Problems and tasks -
**a)** Print everything from "We got back" down to "stay in Santiago." in the Chile travel account, copied word for word.
**b)** In the Chile travel account, what vehicle was rented at the airport after the return from Rapa Nui?

--- START OF Reading text ---

While the sun was rising, the clouds hung low in the valleys.

While the sun was rising, the clouds hung low in the valleys.

Boys will be boys

Boys will be boys

no comment

no comment

Posing in front of the mural at the Wicked Vans site in Santiago

Posing in front of the mural at the Wicked Vans site in Santiago

We ended up staying at a hostel for one evening in Santiago because our Rapa Nui flight left early the next morning. We checked out the bar scene in the Avenida Italia district on a random Tuesday night and it was pretty dead. Our alarms went off at like 5am and we made our way to the airport. Rapa Nui awaited…

 

[fast forward to after Brant and I returned from Rapa Nui, 3-weeks later… Brant had 2 more days and we went to go surf some more. I’m including these couple of days in this blog post because they take place back in Chile with Brant.]

 

We got back from Rapa Nui and wasted no time renting a car so we could go on a mini road trip to score a few more waves before Brant had to leave Chile for good two days later. The leftovers of the same swell we’d surfed in Rapa Nui were lingering around and we hoped to get the last of ‘em. We managed to rent a burley Dodge Durango right from the airport and stayed in the Bellavista Hostel in Santiago that night, which is a spot I’d recommend because the Bellavista neighborhood is probably the spot to stay in Santiago.

--- END OF Reading text ---
--- START OF Data rows ---

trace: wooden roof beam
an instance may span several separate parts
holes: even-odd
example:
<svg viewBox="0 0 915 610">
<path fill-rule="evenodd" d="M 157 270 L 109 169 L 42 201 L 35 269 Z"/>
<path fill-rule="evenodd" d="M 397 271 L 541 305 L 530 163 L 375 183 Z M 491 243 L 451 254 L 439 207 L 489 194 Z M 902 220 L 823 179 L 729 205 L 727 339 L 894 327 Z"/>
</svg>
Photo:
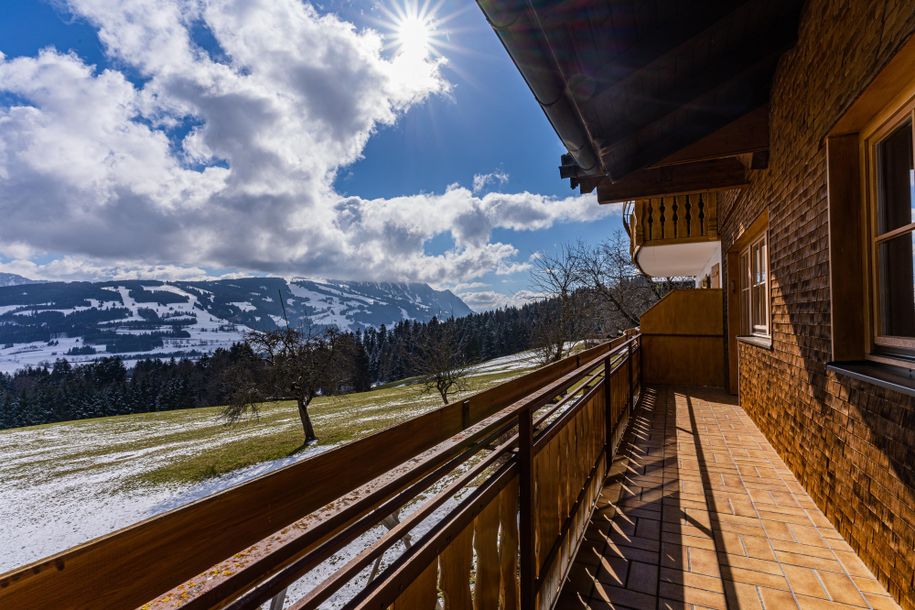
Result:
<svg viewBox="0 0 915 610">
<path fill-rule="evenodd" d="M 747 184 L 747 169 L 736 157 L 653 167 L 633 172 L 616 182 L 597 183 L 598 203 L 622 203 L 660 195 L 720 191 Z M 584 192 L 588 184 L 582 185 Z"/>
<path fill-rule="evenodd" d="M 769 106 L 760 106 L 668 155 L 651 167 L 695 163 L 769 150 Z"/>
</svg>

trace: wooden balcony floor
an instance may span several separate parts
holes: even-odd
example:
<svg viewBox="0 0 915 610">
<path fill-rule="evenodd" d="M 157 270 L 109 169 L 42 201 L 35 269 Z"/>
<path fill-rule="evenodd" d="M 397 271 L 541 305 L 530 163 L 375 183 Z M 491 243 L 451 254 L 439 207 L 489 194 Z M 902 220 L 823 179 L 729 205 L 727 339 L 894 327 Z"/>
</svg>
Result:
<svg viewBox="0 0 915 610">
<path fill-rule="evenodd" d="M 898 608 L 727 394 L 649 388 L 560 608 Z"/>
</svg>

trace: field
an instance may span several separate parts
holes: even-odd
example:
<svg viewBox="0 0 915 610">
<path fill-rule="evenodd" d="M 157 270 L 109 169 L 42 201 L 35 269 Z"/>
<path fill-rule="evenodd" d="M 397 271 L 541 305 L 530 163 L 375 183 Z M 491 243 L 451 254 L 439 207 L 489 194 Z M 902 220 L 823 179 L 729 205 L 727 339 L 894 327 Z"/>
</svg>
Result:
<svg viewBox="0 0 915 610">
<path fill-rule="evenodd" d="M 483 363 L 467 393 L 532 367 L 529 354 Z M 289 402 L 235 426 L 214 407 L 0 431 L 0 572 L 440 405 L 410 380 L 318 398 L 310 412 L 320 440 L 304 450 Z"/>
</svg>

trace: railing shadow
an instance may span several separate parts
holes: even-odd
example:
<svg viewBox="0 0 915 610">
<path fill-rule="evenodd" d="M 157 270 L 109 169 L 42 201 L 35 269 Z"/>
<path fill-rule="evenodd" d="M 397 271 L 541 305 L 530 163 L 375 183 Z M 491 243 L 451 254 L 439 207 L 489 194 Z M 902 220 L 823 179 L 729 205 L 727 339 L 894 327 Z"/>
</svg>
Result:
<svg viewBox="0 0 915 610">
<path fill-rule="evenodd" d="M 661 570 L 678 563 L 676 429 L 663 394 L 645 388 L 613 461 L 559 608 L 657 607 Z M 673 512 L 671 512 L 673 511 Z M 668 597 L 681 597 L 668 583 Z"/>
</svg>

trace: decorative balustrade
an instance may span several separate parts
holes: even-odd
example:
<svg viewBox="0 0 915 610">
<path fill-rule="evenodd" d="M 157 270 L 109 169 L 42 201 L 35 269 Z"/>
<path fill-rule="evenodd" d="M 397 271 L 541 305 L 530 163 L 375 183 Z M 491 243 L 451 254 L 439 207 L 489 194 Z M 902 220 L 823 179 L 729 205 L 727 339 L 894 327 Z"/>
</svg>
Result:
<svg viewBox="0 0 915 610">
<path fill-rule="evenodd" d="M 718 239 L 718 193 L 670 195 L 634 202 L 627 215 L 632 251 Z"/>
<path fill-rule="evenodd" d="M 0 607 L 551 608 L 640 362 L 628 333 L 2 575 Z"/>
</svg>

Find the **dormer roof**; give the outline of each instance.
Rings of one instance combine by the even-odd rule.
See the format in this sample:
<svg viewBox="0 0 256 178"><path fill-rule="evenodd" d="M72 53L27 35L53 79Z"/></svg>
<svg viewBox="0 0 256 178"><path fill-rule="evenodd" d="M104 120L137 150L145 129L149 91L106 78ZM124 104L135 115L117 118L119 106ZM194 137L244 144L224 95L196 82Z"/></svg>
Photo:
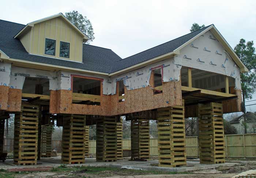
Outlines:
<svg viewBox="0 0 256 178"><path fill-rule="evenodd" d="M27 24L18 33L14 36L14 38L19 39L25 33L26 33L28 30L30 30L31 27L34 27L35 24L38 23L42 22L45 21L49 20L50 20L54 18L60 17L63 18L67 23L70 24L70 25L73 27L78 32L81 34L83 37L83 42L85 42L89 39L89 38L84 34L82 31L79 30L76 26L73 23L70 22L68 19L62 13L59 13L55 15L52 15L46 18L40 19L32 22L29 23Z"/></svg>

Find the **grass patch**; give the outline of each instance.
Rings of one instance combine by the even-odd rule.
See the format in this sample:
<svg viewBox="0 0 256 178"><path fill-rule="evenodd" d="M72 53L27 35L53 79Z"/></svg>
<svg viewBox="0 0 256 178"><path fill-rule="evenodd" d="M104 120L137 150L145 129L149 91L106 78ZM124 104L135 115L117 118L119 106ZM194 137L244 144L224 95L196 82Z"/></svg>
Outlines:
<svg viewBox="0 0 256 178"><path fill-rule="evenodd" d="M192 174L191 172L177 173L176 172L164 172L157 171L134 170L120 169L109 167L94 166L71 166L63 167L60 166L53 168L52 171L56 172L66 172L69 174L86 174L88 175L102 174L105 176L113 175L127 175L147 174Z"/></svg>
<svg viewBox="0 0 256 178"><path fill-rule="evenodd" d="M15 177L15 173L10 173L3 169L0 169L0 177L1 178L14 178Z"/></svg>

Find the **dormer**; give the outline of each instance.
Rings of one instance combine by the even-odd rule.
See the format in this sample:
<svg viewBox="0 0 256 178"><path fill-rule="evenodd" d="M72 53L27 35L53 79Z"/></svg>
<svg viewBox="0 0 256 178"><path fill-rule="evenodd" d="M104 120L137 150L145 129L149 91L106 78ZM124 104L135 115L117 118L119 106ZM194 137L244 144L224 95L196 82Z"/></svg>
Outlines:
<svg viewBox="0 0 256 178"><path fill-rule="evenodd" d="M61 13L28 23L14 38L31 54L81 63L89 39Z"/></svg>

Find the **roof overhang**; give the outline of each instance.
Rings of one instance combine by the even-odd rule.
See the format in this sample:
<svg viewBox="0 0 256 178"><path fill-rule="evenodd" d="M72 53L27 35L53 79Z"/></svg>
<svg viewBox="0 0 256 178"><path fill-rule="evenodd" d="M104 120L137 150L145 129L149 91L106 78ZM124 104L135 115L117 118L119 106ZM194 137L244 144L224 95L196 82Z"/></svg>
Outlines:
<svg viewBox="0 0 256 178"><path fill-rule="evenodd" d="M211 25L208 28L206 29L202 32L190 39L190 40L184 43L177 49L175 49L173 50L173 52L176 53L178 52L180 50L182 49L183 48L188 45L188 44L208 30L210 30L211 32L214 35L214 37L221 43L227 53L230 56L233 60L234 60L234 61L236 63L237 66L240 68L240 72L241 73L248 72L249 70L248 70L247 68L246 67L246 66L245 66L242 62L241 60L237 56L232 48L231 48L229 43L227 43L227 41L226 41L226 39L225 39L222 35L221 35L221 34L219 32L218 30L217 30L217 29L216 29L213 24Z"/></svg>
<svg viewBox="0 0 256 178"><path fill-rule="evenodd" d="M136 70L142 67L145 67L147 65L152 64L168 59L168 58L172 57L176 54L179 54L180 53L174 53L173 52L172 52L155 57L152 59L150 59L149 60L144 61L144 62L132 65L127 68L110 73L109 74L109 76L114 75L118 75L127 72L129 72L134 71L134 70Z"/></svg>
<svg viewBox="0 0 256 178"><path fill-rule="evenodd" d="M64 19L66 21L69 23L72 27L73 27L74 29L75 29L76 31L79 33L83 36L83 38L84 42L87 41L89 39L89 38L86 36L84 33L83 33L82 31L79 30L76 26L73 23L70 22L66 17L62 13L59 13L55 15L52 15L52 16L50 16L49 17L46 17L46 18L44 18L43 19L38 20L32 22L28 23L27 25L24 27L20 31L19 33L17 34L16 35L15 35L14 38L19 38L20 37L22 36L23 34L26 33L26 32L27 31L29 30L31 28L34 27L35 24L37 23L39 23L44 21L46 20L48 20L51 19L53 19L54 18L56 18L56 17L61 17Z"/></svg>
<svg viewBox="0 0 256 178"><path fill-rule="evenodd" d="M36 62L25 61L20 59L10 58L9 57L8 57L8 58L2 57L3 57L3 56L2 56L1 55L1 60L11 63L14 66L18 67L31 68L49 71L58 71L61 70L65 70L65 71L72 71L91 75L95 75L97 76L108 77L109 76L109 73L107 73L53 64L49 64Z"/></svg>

--- END OF Data rows ---

List of solutions -
**a)**
We got back from Rapa Nui and wasted no time renting a car so we could go on a mini road trip to score a few more waves before Brant had to leave Chile for good two days later. The leftovers of the same swell we’d surfed in Rapa Nui were lingering around and we hoped to get the last of ‘em. We managed to rent a burley Dodge Durango right from the airport and stayed in the Bellavista Hostel in Santiago that night, which is a spot I’d recommend because the Bellavista neighborhood is probably the spot to stay in Santiago.

**b)** A Dodge Durango.